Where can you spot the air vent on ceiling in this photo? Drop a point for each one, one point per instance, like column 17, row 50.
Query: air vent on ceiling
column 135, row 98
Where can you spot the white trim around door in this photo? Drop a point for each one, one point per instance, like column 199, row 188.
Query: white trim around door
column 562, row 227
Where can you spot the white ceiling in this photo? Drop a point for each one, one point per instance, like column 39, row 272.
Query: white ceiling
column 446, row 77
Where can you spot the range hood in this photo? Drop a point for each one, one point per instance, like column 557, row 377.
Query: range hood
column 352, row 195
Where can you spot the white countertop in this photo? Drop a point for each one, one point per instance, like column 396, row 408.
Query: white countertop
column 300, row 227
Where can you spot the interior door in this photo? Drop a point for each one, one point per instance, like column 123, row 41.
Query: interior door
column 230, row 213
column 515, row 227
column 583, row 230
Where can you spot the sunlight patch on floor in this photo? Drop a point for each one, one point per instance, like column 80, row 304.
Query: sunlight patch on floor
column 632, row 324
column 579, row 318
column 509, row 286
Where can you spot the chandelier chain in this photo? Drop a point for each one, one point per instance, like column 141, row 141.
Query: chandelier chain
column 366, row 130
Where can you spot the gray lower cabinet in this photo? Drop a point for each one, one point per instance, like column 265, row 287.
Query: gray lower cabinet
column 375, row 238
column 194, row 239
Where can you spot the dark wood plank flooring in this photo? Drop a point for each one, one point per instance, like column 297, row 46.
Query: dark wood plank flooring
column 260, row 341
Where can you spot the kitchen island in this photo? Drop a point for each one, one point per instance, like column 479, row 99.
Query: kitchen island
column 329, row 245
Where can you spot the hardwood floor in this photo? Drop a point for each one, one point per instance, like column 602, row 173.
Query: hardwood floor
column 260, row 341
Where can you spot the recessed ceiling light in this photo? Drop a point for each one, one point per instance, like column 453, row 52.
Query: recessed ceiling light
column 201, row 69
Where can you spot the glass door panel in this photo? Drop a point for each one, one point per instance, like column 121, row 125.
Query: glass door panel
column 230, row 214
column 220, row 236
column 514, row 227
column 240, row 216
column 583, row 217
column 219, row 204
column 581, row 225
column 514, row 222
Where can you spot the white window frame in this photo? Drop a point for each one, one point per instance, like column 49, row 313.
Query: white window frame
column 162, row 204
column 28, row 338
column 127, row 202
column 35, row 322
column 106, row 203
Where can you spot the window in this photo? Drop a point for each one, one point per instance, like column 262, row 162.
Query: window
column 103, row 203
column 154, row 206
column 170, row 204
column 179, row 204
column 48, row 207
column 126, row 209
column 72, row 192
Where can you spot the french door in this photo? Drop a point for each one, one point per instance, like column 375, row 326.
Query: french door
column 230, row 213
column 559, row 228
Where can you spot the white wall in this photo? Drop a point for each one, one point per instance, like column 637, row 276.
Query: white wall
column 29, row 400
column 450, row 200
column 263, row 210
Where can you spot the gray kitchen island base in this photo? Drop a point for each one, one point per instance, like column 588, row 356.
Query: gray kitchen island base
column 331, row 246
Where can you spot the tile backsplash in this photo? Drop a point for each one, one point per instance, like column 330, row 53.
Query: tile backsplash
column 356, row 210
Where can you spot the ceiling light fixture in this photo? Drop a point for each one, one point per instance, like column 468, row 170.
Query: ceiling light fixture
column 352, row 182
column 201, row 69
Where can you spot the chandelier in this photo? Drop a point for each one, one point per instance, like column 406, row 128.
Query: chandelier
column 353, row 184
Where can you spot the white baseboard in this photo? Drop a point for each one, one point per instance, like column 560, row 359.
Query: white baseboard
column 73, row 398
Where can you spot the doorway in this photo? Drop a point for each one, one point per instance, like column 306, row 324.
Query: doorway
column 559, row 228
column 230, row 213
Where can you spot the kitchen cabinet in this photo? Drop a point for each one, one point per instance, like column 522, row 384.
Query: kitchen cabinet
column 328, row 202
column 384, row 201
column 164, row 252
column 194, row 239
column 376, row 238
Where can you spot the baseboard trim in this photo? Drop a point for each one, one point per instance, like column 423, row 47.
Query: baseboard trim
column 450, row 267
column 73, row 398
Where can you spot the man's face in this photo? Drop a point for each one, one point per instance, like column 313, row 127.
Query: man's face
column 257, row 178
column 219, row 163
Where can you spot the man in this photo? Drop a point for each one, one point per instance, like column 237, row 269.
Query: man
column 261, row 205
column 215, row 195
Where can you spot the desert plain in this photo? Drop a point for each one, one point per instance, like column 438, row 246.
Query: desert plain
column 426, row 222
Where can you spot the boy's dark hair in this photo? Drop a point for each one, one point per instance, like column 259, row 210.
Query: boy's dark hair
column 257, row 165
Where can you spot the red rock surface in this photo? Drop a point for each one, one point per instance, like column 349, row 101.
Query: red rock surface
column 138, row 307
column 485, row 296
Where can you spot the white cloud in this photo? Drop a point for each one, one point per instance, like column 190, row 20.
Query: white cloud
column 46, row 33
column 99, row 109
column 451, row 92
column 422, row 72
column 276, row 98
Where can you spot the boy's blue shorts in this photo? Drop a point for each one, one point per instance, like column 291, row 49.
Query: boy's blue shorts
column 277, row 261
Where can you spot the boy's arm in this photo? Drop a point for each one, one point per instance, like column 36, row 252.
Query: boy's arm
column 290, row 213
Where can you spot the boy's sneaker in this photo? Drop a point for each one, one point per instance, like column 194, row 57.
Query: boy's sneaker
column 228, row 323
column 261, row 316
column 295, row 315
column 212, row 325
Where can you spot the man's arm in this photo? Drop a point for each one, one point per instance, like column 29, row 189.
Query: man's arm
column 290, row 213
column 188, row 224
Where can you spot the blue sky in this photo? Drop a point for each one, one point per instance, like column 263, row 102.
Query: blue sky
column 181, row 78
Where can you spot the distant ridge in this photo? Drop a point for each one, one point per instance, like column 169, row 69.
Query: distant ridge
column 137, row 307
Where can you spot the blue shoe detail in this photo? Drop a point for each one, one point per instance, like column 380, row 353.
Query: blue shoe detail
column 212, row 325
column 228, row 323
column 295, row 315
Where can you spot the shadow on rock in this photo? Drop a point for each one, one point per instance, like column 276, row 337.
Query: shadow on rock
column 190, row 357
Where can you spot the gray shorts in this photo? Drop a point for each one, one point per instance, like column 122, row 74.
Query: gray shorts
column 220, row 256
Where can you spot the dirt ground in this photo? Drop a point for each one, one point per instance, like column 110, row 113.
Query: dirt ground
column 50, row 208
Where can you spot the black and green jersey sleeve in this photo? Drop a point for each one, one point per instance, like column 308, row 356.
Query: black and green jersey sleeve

* [WHAT YOU SHOULD DO]:
Copy the lines exactly, from the line that contains "Where can you spot the shadow" through the line that contains "column 50, row 208".

* [WRITTEN RESPONSE]:
Where can you spot the shadow on rock in this photo? Drop a point for each one, one point per instance, like column 276, row 337.
Query: shadow on rock
column 190, row 357
Where can you spot the gray shorts in this photo? Drop a point for each one, one point per instance, like column 122, row 74.
Query: gray shorts
column 220, row 256
Where can you spot the dirt ground in this photo? Drop a point for each one, one point per instance, like column 110, row 113.
Query: dirt ground
column 50, row 208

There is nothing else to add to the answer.